Data: Begin

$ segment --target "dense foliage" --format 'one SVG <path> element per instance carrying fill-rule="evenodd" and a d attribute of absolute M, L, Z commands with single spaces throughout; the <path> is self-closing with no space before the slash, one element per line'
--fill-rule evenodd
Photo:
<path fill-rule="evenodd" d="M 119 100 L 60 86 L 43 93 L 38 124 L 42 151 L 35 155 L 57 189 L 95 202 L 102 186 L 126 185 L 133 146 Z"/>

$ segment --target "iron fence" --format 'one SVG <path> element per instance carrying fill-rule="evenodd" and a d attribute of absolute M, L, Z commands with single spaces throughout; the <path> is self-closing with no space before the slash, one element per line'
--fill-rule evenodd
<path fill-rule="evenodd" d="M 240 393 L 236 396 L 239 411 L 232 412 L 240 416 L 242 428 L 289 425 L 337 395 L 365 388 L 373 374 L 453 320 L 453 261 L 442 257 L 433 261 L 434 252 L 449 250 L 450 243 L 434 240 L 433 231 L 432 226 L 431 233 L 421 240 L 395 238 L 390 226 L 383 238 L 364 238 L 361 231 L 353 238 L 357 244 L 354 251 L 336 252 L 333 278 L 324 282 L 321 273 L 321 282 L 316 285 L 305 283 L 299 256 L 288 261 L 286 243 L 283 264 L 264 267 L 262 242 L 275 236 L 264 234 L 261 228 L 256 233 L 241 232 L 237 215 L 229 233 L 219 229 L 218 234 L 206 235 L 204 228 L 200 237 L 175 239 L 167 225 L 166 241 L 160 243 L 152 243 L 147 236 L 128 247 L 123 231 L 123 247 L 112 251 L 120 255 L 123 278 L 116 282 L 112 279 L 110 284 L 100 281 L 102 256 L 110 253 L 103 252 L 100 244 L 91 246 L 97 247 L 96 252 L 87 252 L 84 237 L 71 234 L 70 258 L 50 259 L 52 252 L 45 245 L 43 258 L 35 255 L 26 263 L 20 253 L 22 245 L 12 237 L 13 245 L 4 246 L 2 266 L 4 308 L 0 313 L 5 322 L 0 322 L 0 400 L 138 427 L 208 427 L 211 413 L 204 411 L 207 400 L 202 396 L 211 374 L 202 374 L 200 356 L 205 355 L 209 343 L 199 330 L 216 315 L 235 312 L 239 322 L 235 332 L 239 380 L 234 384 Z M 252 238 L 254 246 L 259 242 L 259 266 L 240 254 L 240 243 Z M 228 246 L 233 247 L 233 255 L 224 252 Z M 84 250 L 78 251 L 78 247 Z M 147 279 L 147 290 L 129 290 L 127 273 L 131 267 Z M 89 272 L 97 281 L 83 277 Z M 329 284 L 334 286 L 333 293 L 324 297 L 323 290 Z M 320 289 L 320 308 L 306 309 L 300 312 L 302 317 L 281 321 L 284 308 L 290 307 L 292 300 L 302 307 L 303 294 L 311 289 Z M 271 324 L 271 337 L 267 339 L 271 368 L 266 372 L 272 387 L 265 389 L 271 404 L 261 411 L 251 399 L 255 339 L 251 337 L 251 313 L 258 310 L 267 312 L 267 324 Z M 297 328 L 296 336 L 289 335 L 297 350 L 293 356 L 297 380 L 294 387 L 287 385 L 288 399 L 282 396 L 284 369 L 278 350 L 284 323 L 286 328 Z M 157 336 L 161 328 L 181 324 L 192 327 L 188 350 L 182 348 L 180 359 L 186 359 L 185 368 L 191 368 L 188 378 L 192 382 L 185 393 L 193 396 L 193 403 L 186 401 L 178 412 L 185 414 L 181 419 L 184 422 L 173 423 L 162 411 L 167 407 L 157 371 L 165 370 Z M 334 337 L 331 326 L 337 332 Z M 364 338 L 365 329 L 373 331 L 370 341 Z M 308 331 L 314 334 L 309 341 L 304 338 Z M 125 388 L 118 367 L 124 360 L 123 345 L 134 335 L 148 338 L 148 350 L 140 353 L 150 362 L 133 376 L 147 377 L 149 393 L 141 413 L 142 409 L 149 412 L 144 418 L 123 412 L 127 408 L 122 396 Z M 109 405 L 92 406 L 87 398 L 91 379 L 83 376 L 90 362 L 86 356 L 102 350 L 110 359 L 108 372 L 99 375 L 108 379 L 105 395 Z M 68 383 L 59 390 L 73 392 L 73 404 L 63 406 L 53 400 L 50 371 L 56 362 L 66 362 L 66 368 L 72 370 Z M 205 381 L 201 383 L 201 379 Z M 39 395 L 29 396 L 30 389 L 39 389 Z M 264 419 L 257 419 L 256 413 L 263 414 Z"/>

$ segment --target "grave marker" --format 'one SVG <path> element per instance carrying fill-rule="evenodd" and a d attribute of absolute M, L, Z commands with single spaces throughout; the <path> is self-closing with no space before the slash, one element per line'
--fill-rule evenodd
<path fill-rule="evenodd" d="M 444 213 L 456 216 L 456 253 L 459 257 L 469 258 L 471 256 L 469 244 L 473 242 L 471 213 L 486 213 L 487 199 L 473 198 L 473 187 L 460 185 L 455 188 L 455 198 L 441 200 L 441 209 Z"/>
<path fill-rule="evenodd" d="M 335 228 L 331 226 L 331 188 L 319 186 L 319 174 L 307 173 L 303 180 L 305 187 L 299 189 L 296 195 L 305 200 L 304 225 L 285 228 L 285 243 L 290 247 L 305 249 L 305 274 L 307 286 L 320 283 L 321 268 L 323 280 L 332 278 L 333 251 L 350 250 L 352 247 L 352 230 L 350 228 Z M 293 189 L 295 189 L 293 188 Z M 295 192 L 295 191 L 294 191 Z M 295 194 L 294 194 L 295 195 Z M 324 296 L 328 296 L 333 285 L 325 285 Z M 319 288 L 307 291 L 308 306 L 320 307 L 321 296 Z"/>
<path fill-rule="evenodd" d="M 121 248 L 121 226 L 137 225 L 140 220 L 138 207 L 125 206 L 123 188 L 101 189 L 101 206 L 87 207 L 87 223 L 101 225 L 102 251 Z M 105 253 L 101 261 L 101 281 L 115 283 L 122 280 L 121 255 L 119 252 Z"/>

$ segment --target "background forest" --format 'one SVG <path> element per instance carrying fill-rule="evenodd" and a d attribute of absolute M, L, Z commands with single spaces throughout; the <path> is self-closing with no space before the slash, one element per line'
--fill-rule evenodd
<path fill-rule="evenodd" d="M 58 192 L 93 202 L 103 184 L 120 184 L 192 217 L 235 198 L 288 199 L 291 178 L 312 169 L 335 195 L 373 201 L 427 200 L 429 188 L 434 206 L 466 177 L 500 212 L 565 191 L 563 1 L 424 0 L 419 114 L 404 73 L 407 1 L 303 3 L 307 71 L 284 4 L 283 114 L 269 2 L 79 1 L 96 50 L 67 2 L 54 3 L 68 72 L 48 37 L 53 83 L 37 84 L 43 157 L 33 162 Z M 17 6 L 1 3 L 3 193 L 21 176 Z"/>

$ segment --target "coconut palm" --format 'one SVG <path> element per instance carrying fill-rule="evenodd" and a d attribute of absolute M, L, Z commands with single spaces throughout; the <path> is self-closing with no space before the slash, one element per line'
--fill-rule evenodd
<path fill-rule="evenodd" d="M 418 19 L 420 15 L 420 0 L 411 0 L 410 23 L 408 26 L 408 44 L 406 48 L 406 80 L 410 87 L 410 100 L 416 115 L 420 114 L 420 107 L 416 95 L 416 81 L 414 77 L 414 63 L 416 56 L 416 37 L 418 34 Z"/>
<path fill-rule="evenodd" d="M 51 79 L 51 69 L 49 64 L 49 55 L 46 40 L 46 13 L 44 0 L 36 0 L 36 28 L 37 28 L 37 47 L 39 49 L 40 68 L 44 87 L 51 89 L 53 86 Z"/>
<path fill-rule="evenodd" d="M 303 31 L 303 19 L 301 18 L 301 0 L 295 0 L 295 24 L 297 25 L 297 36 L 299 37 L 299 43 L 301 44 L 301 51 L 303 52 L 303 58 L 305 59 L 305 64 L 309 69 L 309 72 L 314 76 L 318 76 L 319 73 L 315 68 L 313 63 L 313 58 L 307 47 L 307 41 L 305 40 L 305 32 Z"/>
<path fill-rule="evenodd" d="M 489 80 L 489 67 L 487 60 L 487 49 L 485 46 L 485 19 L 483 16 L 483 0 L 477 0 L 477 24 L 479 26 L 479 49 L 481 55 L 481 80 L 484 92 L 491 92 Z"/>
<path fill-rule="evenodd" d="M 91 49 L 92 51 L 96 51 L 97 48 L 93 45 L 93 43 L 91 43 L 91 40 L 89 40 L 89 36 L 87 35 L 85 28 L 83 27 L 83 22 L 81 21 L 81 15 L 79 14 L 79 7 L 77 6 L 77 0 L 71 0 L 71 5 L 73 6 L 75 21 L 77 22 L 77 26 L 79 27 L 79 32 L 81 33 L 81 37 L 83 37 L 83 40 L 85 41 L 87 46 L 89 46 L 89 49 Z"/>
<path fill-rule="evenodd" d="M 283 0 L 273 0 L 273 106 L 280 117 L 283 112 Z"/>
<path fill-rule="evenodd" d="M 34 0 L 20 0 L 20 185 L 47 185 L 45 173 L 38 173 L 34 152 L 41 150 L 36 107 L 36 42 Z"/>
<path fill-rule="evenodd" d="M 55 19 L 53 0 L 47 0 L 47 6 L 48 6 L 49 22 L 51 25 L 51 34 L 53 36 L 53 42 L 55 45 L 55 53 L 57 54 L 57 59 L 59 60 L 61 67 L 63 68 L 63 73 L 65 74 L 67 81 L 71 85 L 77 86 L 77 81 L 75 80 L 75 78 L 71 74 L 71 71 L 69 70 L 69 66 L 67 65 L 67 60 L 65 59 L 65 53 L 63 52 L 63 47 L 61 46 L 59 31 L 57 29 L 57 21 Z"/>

Data: End

What is needed is every line from the data above that includes the string "spaces", copied out.

$ segment --target "dense foliage" --format 'one SVG <path> element per instance carrying fill-rule="evenodd" and a d attribute of absolute M, L, Z commands with single spaces throughout; the <path> is self-closing with no space before the slash, one element per line'
$ segment --target "iron fence" --format 'one SVG <path> element per instance carrying fill-rule="evenodd" and a d attribute of absolute M, L, Z commands with single spaces throughout; the <path> is self-closing with no space before the slash, one element per line'
$ segment --target "grave marker" --format 'one SVG <path> element per instance carrying fill-rule="evenodd" and a d attribute of absolute M, L, Z commands with single spaces throughout; the <path> is self-closing with no space before the slash, one element per line'
$ segment --target "background forest" --format 'one SVG <path> element per instance carrying fill-rule="evenodd" and a d attribute of absolute M, L, Z commands with single spaces throughout; the <path> is self-closing with no space before the slash, one element per line'
$ segment --target "coconut palm" --format 'one SVG <path> element per instance carrying fill-rule="evenodd" and a d attribute of absolute M, L, Z commands with single spaces throughout; the <path> is self-closing with no space before the slash, one element per line'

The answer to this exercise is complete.